*** Records for this exercise Section Begins ***

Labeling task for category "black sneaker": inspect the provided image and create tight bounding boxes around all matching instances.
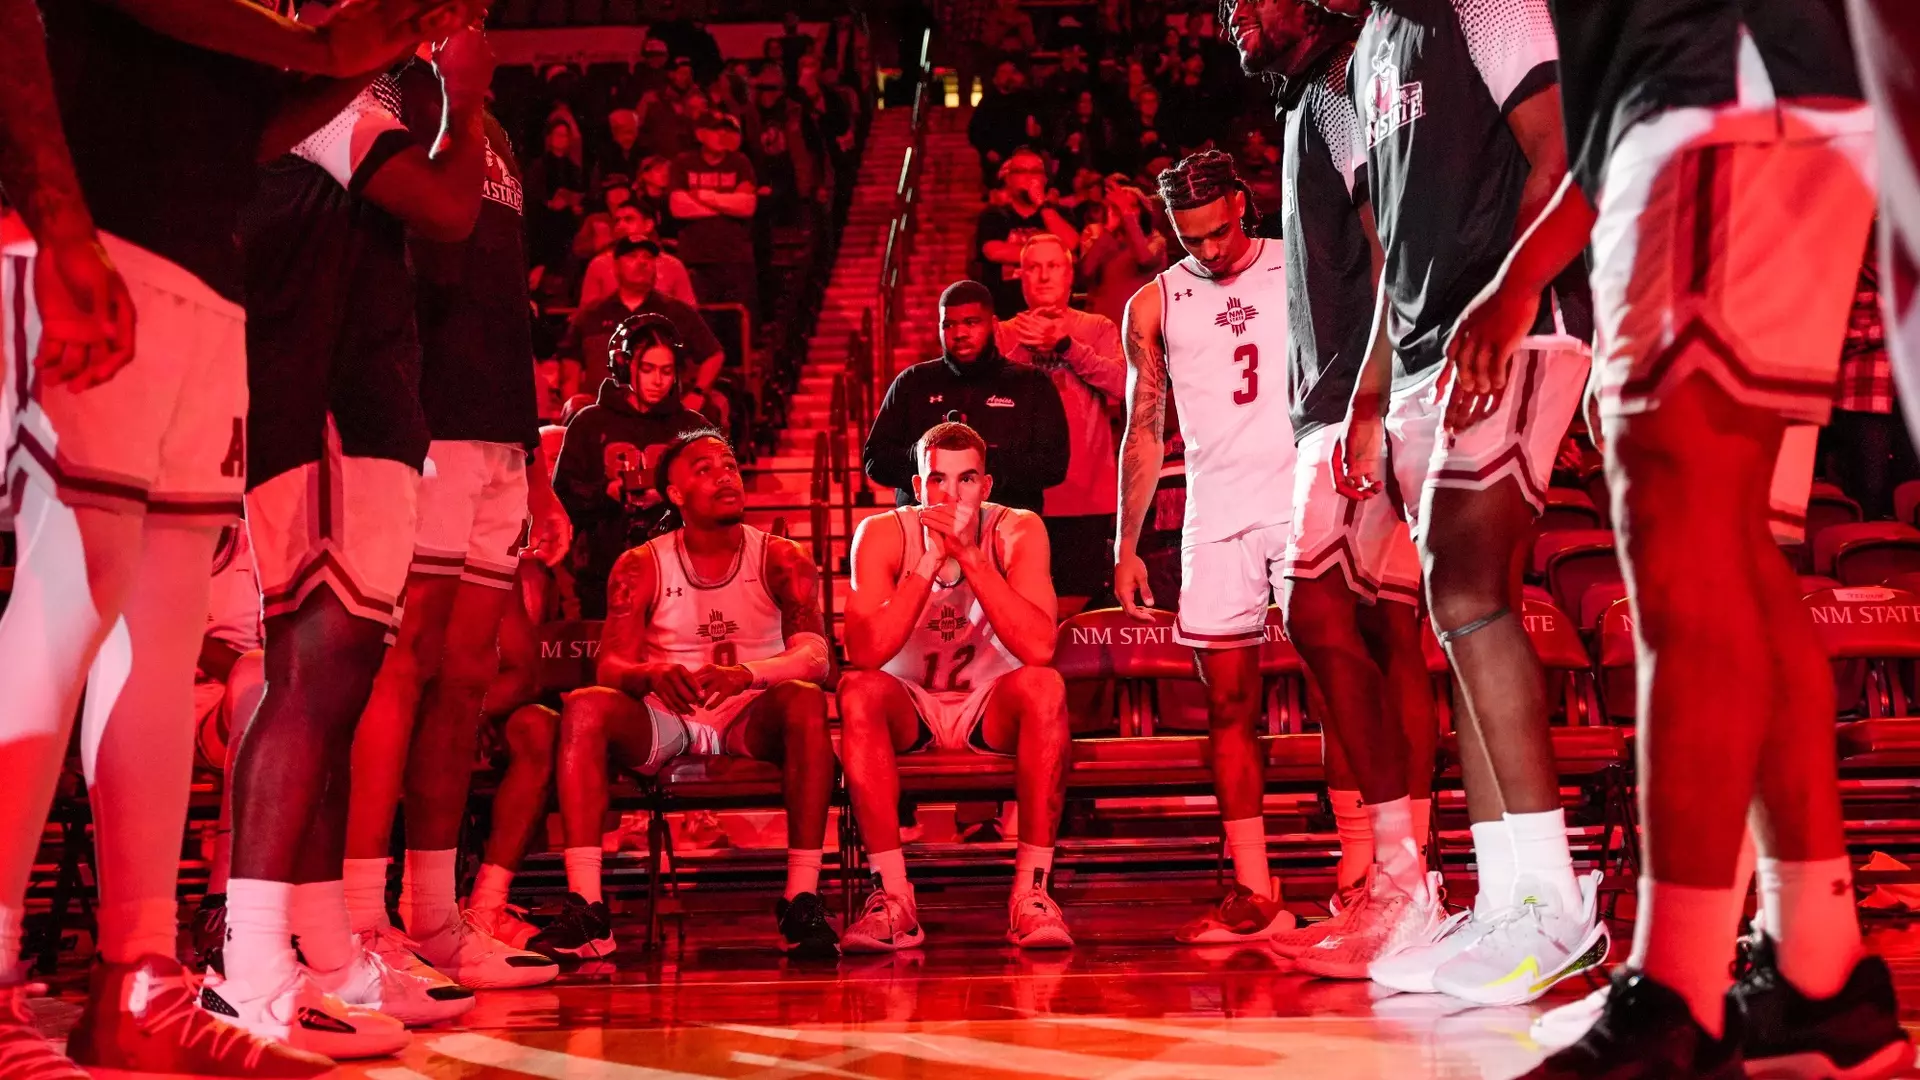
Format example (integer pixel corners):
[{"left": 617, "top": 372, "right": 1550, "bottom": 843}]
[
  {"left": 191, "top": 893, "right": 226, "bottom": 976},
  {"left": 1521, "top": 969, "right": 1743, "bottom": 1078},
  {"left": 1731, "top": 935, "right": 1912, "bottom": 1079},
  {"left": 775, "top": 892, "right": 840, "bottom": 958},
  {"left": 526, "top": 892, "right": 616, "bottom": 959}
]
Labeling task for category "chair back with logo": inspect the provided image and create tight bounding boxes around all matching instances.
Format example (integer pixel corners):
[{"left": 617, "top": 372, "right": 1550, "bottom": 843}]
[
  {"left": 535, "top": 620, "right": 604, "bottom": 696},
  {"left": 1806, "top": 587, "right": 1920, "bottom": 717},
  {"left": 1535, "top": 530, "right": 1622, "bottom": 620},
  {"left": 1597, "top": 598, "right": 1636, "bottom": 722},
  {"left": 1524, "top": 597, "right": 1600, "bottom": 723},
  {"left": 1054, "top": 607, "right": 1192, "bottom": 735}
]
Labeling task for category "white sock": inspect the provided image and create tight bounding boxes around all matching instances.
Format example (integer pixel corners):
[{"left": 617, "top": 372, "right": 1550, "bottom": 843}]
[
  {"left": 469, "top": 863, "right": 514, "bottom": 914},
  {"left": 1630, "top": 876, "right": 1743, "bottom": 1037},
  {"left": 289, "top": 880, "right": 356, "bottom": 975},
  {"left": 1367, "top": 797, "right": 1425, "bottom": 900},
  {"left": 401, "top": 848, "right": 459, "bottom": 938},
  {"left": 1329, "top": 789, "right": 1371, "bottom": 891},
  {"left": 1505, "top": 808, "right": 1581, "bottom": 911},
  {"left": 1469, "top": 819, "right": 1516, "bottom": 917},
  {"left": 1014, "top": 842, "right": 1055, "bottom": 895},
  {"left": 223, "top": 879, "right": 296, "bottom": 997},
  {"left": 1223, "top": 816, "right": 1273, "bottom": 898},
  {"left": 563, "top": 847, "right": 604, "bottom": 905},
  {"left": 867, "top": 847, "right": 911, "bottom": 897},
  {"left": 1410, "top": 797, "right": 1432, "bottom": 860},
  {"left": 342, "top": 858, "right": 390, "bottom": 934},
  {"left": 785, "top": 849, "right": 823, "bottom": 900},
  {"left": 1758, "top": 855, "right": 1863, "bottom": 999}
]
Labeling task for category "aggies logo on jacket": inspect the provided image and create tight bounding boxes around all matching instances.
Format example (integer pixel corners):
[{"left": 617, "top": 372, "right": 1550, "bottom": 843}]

*** Records for this exercise Section Ends ***

### Problem requirements
Your answer is all of the records restated word for word, pictures excluded.

### Solution to this exercise
Labeling task for category "black sneaker": inspect the provided image and create tight bounding boxes around all matching instances.
Format example (integer pixel corners):
[{"left": 617, "top": 372, "right": 1550, "bottom": 843}]
[
  {"left": 191, "top": 893, "right": 226, "bottom": 976},
  {"left": 1521, "top": 969, "right": 1743, "bottom": 1078},
  {"left": 1731, "top": 935, "right": 1912, "bottom": 1079},
  {"left": 775, "top": 892, "right": 840, "bottom": 958},
  {"left": 526, "top": 892, "right": 616, "bottom": 959}
]
Labeling task for category "chair back with logo": inspect the provided image and create tight bounding boxes around all matching instances.
Format example (integer pixel corners):
[{"left": 617, "top": 372, "right": 1550, "bottom": 843}]
[
  {"left": 535, "top": 620, "right": 604, "bottom": 696},
  {"left": 1806, "top": 587, "right": 1920, "bottom": 717},
  {"left": 1535, "top": 530, "right": 1622, "bottom": 620},
  {"left": 1597, "top": 598, "right": 1636, "bottom": 722},
  {"left": 1524, "top": 597, "right": 1600, "bottom": 723},
  {"left": 1054, "top": 607, "right": 1192, "bottom": 735}
]
Labeling task for category "white sock": inspect the provided image and create tight bounding boxes around all matching instances.
Format example (integer pixel corners):
[{"left": 617, "top": 372, "right": 1550, "bottom": 843}]
[
  {"left": 469, "top": 863, "right": 514, "bottom": 914},
  {"left": 1630, "top": 876, "right": 1743, "bottom": 1037},
  {"left": 289, "top": 880, "right": 356, "bottom": 975},
  {"left": 1367, "top": 797, "right": 1425, "bottom": 900},
  {"left": 401, "top": 848, "right": 459, "bottom": 938},
  {"left": 1329, "top": 789, "right": 1371, "bottom": 891},
  {"left": 1505, "top": 808, "right": 1581, "bottom": 911},
  {"left": 1469, "top": 819, "right": 1516, "bottom": 917},
  {"left": 1014, "top": 842, "right": 1055, "bottom": 895},
  {"left": 223, "top": 879, "right": 296, "bottom": 997},
  {"left": 1223, "top": 816, "right": 1273, "bottom": 898},
  {"left": 563, "top": 847, "right": 604, "bottom": 905},
  {"left": 867, "top": 847, "right": 911, "bottom": 897},
  {"left": 1410, "top": 797, "right": 1432, "bottom": 860},
  {"left": 342, "top": 858, "right": 390, "bottom": 934},
  {"left": 785, "top": 849, "right": 823, "bottom": 900},
  {"left": 1758, "top": 855, "right": 1863, "bottom": 999}
]
Labeling task for category "aggies logo on jacket": inspect the provided image and create tight bounding boxes around all matching instances.
Format example (integer pixel corners):
[{"left": 617, "top": 372, "right": 1550, "bottom": 843}]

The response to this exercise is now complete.